Which lines of the items below contain the word "blurred"? Pick out each such line and copy it in full.
+--
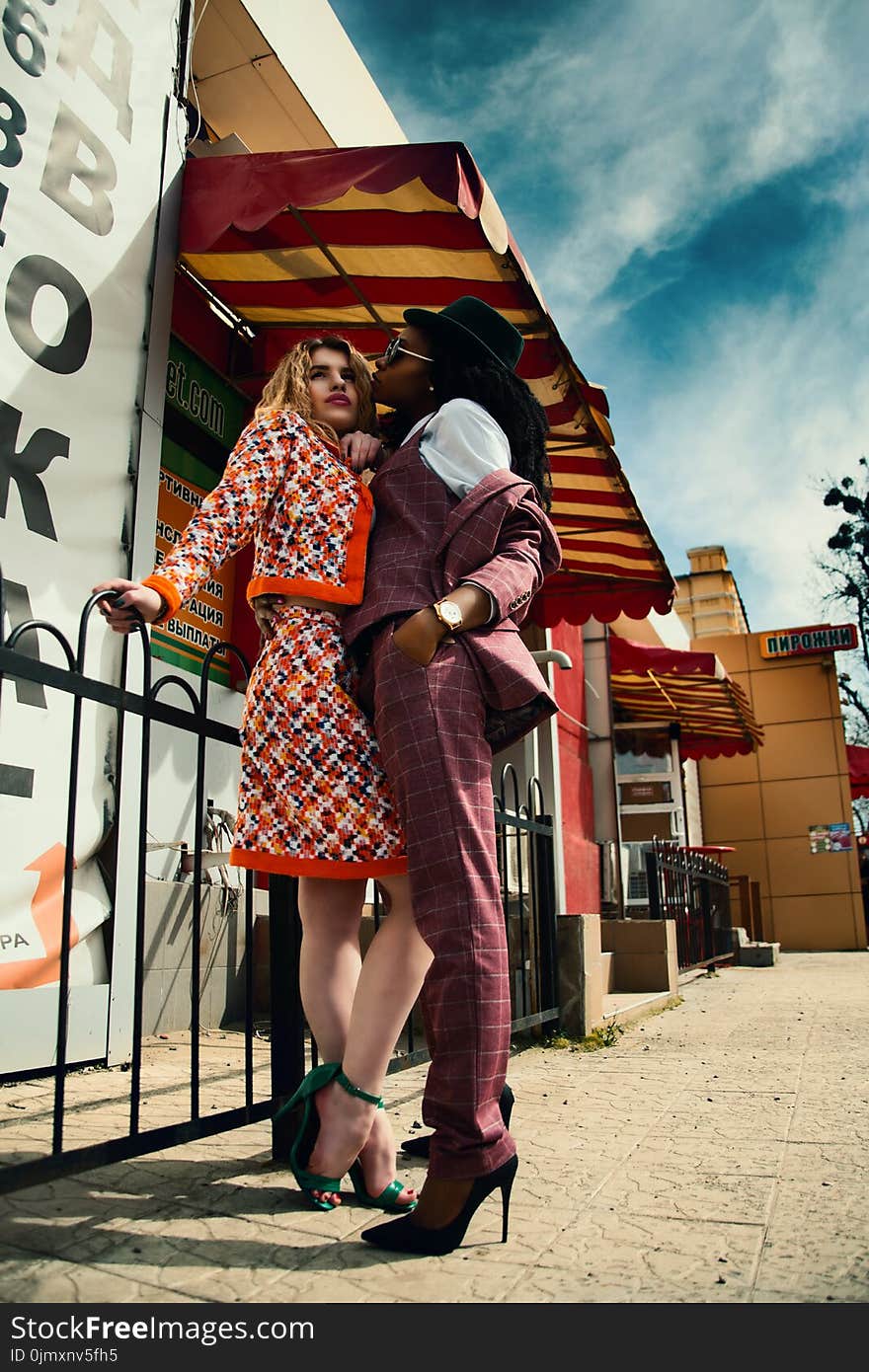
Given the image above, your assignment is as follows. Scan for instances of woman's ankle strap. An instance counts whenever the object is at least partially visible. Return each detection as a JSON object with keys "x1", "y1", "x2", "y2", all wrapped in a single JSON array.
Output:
[{"x1": 335, "y1": 1072, "x2": 383, "y2": 1110}]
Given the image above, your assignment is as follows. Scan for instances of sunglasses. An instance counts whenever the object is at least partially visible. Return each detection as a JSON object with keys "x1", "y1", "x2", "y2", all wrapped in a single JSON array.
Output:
[{"x1": 383, "y1": 339, "x2": 434, "y2": 366}]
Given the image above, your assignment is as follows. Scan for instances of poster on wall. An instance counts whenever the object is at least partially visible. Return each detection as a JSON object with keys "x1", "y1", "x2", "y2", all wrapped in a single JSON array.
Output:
[
  {"x1": 809, "y1": 824, "x2": 852, "y2": 854},
  {"x1": 0, "y1": 0, "x2": 184, "y2": 1072},
  {"x1": 151, "y1": 338, "x2": 249, "y2": 686}
]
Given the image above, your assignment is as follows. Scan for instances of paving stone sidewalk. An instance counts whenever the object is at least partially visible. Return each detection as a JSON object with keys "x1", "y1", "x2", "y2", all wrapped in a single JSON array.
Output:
[{"x1": 0, "y1": 953, "x2": 869, "y2": 1304}]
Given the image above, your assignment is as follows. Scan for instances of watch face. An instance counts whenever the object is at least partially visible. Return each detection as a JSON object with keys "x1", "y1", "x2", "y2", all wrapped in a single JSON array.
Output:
[{"x1": 440, "y1": 601, "x2": 461, "y2": 629}]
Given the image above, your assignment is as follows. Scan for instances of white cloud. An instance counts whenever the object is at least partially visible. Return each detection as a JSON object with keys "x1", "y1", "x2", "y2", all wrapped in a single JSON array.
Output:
[
  {"x1": 631, "y1": 201, "x2": 869, "y2": 629},
  {"x1": 381, "y1": 0, "x2": 869, "y2": 629},
  {"x1": 397, "y1": 0, "x2": 869, "y2": 328}
]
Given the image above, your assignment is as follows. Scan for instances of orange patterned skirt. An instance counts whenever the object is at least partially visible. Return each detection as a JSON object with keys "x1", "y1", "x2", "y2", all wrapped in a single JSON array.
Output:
[{"x1": 231, "y1": 605, "x2": 408, "y2": 878}]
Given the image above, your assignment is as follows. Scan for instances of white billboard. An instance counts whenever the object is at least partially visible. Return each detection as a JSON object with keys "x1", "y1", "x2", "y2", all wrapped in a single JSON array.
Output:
[{"x1": 0, "y1": 0, "x2": 184, "y2": 1073}]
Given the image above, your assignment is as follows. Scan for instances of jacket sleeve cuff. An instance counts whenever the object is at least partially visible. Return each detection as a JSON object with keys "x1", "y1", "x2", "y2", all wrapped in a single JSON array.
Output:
[
  {"x1": 141, "y1": 572, "x2": 182, "y2": 624},
  {"x1": 458, "y1": 577, "x2": 501, "y2": 627}
]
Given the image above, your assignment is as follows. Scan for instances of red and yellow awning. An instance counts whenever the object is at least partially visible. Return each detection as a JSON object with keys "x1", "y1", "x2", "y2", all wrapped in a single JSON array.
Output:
[
  {"x1": 179, "y1": 143, "x2": 674, "y2": 624},
  {"x1": 609, "y1": 634, "x2": 763, "y2": 759}
]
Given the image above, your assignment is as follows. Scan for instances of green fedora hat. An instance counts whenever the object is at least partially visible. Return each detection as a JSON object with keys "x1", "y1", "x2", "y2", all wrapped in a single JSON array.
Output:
[{"x1": 404, "y1": 295, "x2": 524, "y2": 372}]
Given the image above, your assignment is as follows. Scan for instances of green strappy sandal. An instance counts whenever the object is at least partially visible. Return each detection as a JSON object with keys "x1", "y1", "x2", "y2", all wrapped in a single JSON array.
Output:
[
  {"x1": 334, "y1": 1072, "x2": 416, "y2": 1214},
  {"x1": 276, "y1": 1062, "x2": 342, "y2": 1210}
]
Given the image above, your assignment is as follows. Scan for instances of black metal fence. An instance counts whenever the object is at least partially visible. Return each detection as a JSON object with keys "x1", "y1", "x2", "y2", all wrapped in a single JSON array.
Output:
[
  {"x1": 645, "y1": 838, "x2": 733, "y2": 970},
  {"x1": 0, "y1": 579, "x2": 559, "y2": 1192}
]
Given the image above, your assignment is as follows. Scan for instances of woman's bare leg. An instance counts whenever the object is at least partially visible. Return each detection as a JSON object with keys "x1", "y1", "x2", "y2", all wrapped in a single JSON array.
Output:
[
  {"x1": 299, "y1": 877, "x2": 365, "y2": 1062},
  {"x1": 309, "y1": 877, "x2": 432, "y2": 1199}
]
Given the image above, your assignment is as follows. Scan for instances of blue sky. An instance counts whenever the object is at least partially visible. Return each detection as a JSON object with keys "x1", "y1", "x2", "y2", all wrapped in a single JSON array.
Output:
[{"x1": 331, "y1": 0, "x2": 869, "y2": 629}]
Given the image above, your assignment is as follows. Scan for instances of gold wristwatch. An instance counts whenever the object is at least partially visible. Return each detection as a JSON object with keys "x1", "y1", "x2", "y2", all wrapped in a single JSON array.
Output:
[{"x1": 432, "y1": 599, "x2": 462, "y2": 633}]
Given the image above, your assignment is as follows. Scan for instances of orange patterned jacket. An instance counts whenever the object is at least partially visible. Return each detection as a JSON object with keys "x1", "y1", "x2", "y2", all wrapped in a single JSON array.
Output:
[{"x1": 143, "y1": 411, "x2": 373, "y2": 623}]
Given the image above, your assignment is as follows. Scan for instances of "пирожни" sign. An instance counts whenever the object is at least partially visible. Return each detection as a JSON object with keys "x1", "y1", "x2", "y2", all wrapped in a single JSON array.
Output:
[{"x1": 760, "y1": 624, "x2": 856, "y2": 657}]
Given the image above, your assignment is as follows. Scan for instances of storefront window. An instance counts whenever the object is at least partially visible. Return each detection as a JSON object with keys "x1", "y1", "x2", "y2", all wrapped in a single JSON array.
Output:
[{"x1": 615, "y1": 724, "x2": 672, "y2": 777}]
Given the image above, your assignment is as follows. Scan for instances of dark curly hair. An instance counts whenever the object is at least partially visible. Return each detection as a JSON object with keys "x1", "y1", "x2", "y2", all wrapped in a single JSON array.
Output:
[{"x1": 432, "y1": 344, "x2": 552, "y2": 510}]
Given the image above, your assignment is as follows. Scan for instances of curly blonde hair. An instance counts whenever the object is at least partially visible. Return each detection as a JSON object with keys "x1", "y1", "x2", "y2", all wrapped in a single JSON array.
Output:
[{"x1": 254, "y1": 334, "x2": 377, "y2": 443}]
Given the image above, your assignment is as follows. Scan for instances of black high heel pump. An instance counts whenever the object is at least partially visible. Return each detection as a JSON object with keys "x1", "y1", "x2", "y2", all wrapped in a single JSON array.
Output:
[
  {"x1": 401, "y1": 1081, "x2": 516, "y2": 1158},
  {"x1": 362, "y1": 1154, "x2": 518, "y2": 1258}
]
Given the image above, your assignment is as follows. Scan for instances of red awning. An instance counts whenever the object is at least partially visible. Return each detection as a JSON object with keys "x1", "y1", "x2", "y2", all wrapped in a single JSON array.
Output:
[
  {"x1": 179, "y1": 143, "x2": 675, "y2": 624},
  {"x1": 845, "y1": 743, "x2": 869, "y2": 800},
  {"x1": 609, "y1": 634, "x2": 762, "y2": 759}
]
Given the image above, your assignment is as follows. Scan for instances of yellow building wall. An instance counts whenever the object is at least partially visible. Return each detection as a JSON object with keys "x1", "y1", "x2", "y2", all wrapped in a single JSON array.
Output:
[{"x1": 697, "y1": 634, "x2": 866, "y2": 950}]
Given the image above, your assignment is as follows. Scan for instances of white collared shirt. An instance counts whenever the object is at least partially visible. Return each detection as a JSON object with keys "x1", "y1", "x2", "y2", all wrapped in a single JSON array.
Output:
[
  {"x1": 405, "y1": 397, "x2": 510, "y2": 499},
  {"x1": 402, "y1": 397, "x2": 510, "y2": 623}
]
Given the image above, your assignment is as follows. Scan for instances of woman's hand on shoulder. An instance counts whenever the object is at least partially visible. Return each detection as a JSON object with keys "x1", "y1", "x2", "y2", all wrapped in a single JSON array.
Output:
[
  {"x1": 94, "y1": 576, "x2": 163, "y2": 634},
  {"x1": 341, "y1": 429, "x2": 381, "y2": 472}
]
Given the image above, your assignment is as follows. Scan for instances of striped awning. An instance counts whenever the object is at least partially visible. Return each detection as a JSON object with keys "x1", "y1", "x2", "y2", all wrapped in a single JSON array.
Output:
[
  {"x1": 180, "y1": 143, "x2": 675, "y2": 624},
  {"x1": 609, "y1": 634, "x2": 763, "y2": 759}
]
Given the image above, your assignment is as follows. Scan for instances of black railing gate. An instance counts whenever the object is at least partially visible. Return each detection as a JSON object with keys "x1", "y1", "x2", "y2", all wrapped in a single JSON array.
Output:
[{"x1": 645, "y1": 838, "x2": 733, "y2": 970}]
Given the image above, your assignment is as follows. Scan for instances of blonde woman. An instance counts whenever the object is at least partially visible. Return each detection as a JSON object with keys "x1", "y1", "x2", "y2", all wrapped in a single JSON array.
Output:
[{"x1": 95, "y1": 337, "x2": 432, "y2": 1211}]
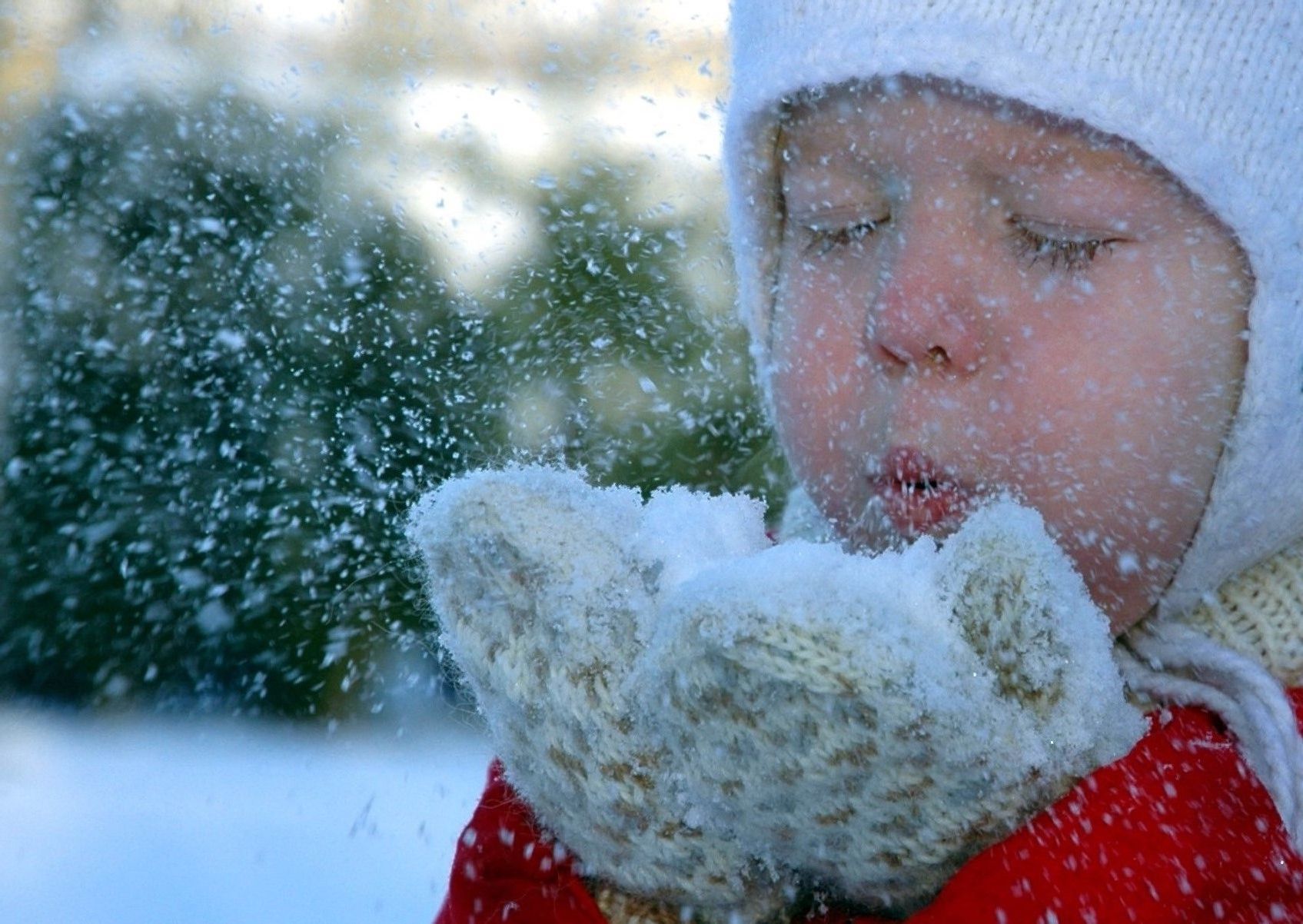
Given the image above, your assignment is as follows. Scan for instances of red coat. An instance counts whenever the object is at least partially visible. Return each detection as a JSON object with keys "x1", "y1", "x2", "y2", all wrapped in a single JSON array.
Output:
[{"x1": 435, "y1": 690, "x2": 1303, "y2": 924}]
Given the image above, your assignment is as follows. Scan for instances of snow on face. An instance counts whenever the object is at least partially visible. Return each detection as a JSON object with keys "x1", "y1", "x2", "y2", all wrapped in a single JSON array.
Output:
[{"x1": 770, "y1": 81, "x2": 1252, "y2": 630}]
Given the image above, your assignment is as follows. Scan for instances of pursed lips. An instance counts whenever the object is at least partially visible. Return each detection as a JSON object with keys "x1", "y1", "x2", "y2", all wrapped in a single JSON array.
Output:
[{"x1": 869, "y1": 446, "x2": 975, "y2": 538}]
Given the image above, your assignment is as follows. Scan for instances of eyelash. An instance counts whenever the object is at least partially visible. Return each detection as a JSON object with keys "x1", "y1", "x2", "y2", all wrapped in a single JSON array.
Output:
[
  {"x1": 806, "y1": 215, "x2": 891, "y2": 257},
  {"x1": 806, "y1": 215, "x2": 1121, "y2": 272},
  {"x1": 1009, "y1": 219, "x2": 1121, "y2": 272}
]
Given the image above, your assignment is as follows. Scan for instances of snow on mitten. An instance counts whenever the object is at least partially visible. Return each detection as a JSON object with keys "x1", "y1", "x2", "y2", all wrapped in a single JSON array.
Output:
[
  {"x1": 409, "y1": 467, "x2": 783, "y2": 918},
  {"x1": 627, "y1": 503, "x2": 1143, "y2": 909}
]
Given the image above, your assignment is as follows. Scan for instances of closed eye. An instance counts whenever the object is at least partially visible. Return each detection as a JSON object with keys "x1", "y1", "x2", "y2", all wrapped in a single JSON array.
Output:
[
  {"x1": 806, "y1": 215, "x2": 890, "y2": 257},
  {"x1": 1009, "y1": 216, "x2": 1127, "y2": 272}
]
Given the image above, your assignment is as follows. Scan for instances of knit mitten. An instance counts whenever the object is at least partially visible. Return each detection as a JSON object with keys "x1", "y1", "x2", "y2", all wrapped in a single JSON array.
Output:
[
  {"x1": 412, "y1": 469, "x2": 1142, "y2": 920},
  {"x1": 630, "y1": 503, "x2": 1143, "y2": 911},
  {"x1": 411, "y1": 468, "x2": 784, "y2": 919}
]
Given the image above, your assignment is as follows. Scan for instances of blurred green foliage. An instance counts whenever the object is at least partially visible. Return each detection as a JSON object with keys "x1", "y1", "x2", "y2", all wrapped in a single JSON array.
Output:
[{"x1": 0, "y1": 91, "x2": 780, "y2": 716}]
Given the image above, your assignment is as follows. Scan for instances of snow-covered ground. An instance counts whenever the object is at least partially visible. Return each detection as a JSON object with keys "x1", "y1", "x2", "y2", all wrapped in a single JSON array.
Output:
[{"x1": 0, "y1": 706, "x2": 490, "y2": 924}]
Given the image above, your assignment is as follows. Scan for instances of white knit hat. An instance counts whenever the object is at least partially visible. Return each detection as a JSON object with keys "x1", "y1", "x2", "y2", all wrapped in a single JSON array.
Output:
[{"x1": 724, "y1": 0, "x2": 1303, "y2": 614}]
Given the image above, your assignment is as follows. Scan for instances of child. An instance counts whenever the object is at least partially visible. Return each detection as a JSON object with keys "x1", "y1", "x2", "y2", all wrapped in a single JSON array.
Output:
[{"x1": 422, "y1": 0, "x2": 1303, "y2": 924}]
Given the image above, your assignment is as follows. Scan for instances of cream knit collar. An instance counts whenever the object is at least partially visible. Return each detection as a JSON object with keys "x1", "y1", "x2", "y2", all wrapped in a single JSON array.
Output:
[{"x1": 1182, "y1": 543, "x2": 1303, "y2": 686}]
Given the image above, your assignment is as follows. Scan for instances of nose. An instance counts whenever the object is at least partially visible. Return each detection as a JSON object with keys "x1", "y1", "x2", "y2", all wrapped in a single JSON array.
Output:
[{"x1": 865, "y1": 204, "x2": 988, "y2": 374}]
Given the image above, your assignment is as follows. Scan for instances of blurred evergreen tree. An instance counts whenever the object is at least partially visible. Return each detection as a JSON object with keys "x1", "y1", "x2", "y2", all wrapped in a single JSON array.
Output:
[{"x1": 0, "y1": 91, "x2": 776, "y2": 716}]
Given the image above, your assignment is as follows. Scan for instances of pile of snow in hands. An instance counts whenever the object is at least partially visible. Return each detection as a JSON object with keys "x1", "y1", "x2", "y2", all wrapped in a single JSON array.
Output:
[{"x1": 411, "y1": 467, "x2": 1143, "y2": 916}]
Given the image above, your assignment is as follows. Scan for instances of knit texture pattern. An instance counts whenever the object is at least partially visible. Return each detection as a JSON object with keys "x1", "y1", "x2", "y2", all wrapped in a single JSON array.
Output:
[
  {"x1": 1182, "y1": 545, "x2": 1303, "y2": 686},
  {"x1": 724, "y1": 0, "x2": 1303, "y2": 615},
  {"x1": 411, "y1": 468, "x2": 1143, "y2": 922}
]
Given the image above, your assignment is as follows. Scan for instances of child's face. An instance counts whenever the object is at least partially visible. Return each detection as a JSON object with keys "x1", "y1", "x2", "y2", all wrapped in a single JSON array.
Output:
[{"x1": 770, "y1": 82, "x2": 1252, "y2": 630}]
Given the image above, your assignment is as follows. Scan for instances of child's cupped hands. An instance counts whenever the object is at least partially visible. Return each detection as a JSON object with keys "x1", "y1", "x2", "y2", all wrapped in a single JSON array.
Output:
[{"x1": 409, "y1": 467, "x2": 1143, "y2": 920}]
+--
RESULT BELOW
Given the image above, your assignment is as follows. Scan for instances of blurred green foliage. An instance counts whenever the object is at least partially visible. Return each detection as a JSON object with keys "x1", "y1", "x2", "y2", all wrapped in a single JSON array.
Given the image above, your assignment is as follows. Scan for instances of blurred evergreen tree. An instance counts whenever the object is at least partially visible. Return each detection as a JSON object with keys "x1", "y1", "x2", "y2", all wrapped in a single JSON array.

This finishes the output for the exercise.